Each line that has the string "Place" must be copied from the records below.
========
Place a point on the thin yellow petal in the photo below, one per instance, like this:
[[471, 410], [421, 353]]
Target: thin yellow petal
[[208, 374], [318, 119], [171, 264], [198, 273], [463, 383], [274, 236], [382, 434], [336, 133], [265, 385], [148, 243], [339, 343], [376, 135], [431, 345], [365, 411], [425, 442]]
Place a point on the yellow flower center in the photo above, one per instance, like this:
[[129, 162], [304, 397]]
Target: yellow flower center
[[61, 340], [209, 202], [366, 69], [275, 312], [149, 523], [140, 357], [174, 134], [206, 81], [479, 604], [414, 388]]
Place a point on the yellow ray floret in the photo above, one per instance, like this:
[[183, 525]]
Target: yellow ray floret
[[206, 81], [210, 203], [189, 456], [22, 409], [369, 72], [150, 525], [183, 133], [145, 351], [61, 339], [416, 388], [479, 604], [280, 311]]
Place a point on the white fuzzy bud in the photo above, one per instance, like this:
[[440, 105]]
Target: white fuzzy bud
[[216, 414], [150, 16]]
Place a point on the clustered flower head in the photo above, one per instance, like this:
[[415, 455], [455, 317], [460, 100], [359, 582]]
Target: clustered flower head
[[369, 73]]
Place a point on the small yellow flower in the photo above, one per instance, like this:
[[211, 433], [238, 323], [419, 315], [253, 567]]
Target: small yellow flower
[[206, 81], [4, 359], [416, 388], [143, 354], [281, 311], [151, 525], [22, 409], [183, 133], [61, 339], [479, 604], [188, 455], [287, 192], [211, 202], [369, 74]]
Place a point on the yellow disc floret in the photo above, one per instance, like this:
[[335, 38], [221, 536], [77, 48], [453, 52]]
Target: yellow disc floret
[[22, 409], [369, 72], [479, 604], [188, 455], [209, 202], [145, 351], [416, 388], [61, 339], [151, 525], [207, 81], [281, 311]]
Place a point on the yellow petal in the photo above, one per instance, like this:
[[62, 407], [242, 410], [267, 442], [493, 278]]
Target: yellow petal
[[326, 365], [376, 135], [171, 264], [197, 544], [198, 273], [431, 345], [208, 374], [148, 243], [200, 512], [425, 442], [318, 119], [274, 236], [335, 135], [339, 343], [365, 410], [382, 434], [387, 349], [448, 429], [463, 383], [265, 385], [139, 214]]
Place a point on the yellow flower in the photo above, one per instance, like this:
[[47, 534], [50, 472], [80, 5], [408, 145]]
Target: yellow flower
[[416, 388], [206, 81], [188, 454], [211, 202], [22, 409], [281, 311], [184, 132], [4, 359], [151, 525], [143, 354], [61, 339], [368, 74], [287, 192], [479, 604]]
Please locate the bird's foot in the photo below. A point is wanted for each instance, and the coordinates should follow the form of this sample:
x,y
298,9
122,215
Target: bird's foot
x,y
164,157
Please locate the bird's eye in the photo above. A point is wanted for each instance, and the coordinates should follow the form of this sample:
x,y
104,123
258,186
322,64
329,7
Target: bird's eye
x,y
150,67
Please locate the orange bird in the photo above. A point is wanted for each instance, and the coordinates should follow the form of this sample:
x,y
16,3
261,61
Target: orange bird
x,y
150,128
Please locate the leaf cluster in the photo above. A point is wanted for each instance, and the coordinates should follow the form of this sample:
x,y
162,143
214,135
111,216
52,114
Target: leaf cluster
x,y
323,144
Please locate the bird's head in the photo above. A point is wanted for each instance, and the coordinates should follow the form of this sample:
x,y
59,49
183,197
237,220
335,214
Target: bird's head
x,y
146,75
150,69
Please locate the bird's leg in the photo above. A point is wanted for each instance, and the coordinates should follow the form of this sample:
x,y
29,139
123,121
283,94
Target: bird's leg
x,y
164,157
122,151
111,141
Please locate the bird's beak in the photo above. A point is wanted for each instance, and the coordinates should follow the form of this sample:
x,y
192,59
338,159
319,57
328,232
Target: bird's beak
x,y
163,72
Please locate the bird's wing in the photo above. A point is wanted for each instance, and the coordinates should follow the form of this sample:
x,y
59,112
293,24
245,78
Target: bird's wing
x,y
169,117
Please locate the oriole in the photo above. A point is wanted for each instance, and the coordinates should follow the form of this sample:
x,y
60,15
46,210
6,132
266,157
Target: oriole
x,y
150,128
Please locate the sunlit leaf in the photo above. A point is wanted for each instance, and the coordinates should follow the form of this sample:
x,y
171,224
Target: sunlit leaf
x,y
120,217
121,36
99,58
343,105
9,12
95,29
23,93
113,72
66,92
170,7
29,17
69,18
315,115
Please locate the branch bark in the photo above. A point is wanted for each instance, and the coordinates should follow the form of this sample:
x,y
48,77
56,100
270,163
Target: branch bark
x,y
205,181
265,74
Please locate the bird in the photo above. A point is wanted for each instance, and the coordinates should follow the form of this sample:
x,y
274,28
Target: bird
========
Output below:
Place a point on the thin yellow petal in the photo below, one per instance, like this:
Place a point on the yellow flower center in the photo above, one per instance, like this:
Place a point on the yellow ray floret in the photo above, one per instance, like this:
Place a point on the white fuzzy bud in the photo above, one per instance, like this:
Place a point on the clustered flower head in the photo above, one per instance, like this:
Place a point on the small yellow flower in the photo above, one per instance, like this:
Place a point on the yellow disc floret in the photo above, one per instance, like this:
Place a point on the yellow petal in the photo above, one per instance, like this:
Place a point on the yellow flower in the photo above, one per instance, like this:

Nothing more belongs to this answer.